Region segmentation data:
..............................

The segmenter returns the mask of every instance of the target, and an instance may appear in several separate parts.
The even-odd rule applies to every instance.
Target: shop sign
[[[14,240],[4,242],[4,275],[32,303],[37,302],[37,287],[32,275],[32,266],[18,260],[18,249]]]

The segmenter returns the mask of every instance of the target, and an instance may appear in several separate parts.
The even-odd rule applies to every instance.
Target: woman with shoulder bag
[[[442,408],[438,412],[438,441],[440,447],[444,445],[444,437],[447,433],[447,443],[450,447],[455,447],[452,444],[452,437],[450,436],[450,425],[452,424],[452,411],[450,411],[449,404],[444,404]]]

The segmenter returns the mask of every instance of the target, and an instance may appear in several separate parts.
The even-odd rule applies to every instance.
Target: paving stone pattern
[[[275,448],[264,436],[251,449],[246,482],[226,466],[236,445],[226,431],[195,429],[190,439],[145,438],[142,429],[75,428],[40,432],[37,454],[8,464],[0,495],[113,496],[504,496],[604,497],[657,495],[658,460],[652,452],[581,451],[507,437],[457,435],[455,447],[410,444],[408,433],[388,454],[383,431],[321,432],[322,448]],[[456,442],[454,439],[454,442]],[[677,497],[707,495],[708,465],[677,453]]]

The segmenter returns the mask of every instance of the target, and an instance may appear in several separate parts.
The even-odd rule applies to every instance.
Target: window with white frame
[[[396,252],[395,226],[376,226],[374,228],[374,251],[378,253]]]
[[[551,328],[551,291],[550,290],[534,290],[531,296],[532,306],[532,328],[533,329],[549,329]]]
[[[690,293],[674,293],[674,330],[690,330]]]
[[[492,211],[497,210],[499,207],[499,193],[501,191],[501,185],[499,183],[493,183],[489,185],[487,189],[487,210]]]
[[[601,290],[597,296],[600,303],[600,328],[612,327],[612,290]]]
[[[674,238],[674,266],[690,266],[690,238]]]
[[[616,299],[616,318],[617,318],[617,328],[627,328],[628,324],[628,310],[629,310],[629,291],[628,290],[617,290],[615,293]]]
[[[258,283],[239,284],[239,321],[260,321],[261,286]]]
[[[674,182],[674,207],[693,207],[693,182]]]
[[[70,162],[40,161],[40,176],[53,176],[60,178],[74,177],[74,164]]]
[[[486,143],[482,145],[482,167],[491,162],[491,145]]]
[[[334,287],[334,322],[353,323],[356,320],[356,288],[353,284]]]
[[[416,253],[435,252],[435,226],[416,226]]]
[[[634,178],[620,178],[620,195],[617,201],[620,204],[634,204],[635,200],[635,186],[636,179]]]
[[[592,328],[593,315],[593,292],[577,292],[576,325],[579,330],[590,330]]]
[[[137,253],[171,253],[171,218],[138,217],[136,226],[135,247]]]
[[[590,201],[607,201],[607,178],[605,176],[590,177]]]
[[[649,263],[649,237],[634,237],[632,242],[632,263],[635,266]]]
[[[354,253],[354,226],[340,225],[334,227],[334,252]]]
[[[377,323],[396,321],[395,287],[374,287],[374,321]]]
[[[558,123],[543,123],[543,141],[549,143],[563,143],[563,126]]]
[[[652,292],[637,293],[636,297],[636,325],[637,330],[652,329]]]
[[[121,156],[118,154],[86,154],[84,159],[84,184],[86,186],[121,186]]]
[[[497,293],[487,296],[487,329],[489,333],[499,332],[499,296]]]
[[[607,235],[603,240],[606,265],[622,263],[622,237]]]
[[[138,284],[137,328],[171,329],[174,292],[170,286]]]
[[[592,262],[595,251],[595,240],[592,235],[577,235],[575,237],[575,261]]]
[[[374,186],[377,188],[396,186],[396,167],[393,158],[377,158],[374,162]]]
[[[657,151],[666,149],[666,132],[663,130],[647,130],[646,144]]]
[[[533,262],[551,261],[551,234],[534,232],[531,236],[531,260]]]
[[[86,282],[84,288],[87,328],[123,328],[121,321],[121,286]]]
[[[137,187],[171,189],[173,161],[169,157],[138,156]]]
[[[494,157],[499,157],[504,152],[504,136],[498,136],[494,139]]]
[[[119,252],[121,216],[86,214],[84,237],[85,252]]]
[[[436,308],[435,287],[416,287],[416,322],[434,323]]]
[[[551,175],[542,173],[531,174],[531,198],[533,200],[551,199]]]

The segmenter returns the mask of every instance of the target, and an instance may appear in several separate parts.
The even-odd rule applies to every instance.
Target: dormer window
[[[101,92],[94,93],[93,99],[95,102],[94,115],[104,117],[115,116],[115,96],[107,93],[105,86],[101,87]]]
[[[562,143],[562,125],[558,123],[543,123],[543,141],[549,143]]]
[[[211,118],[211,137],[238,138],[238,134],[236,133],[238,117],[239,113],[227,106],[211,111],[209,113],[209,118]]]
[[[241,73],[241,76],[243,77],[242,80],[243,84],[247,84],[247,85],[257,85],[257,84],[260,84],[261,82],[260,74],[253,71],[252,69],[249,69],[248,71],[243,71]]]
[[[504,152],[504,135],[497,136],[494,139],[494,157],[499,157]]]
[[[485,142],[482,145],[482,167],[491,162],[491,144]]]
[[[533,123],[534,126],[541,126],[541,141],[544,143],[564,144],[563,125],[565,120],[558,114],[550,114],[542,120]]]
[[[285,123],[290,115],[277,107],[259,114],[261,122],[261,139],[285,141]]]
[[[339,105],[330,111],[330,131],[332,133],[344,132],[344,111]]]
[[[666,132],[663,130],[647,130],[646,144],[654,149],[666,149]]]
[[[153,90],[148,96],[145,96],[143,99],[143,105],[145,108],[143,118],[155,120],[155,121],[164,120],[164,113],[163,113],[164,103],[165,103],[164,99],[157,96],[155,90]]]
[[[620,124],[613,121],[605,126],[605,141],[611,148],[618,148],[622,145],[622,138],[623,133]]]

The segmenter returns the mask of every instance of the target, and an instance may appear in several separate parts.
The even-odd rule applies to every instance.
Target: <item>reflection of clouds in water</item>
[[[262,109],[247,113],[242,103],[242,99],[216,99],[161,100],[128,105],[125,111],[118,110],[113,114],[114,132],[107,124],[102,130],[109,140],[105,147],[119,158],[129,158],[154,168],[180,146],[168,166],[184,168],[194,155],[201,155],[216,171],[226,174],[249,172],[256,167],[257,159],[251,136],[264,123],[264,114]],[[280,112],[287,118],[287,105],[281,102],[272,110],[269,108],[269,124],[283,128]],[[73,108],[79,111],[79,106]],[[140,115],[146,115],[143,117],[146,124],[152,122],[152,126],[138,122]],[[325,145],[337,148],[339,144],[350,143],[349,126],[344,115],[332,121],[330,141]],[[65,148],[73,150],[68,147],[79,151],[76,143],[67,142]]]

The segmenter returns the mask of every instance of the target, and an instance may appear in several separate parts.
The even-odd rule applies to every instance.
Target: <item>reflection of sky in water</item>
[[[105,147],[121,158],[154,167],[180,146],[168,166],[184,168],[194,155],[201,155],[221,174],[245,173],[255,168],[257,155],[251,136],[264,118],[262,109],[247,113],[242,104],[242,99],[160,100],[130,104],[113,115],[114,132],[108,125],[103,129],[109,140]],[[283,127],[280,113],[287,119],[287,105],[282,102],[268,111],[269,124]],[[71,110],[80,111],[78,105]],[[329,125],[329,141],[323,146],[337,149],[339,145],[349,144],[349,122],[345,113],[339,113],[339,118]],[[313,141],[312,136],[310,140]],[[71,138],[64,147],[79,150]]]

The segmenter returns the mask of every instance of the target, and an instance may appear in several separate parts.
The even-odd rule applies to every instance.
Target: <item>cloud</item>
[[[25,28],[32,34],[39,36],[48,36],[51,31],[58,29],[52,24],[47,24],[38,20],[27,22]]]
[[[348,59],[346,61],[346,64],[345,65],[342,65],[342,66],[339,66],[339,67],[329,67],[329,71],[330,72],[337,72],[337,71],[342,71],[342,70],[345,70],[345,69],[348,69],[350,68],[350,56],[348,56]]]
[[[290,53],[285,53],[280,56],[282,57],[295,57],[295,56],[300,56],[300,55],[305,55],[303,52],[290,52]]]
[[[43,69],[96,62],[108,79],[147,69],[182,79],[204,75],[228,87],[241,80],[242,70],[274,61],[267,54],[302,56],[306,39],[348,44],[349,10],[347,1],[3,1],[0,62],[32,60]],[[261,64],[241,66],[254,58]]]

..............................

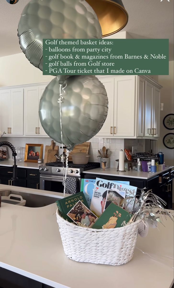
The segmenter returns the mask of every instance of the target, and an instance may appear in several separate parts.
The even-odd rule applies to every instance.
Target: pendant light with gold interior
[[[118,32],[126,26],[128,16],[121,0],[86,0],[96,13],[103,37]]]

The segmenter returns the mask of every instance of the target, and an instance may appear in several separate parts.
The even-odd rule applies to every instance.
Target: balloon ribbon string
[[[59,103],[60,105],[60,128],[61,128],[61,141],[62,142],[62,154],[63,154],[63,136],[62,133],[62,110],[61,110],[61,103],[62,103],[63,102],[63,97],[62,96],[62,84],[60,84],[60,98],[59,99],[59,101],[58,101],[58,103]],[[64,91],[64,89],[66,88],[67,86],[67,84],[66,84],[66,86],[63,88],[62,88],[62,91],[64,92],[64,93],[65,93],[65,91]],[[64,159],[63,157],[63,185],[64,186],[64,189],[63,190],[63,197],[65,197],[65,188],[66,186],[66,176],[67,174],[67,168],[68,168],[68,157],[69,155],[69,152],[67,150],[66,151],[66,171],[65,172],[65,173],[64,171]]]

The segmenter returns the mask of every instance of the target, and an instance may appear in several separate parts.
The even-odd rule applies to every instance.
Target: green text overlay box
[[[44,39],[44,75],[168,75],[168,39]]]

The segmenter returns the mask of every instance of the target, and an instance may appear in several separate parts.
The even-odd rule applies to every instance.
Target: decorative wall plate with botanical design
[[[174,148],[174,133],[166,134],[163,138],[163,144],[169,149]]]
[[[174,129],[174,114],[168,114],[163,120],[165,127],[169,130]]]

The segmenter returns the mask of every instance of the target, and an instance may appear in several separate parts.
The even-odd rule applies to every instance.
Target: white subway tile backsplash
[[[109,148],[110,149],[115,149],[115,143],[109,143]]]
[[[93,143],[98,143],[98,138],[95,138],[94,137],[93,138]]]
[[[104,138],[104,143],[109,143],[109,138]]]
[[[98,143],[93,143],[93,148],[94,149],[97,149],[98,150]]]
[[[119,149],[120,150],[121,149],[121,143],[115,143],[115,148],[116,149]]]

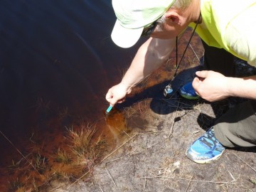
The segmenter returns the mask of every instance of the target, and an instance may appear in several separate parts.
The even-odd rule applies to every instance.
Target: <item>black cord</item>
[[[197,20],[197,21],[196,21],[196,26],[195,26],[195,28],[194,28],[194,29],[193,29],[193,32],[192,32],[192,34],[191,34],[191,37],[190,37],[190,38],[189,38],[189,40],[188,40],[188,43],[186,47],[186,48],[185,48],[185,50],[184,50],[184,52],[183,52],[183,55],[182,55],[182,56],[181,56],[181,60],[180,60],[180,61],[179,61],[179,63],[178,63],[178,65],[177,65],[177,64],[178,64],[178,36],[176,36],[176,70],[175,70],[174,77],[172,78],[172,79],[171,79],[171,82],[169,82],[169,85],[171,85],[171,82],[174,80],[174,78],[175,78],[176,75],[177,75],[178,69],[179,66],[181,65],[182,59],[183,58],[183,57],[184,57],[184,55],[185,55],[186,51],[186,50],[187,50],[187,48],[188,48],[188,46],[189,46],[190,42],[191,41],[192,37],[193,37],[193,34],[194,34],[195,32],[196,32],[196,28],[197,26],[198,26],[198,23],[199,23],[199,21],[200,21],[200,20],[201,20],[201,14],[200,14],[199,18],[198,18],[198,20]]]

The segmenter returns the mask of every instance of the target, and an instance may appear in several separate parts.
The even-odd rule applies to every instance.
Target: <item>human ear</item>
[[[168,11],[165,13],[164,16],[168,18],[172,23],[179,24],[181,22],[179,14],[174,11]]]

..............................

What to do >>
How many lines in the rows above contain the string "water"? Case counts, so uppercase and lowercase letters don't match each other. Give only the number.

Solved problem >>
2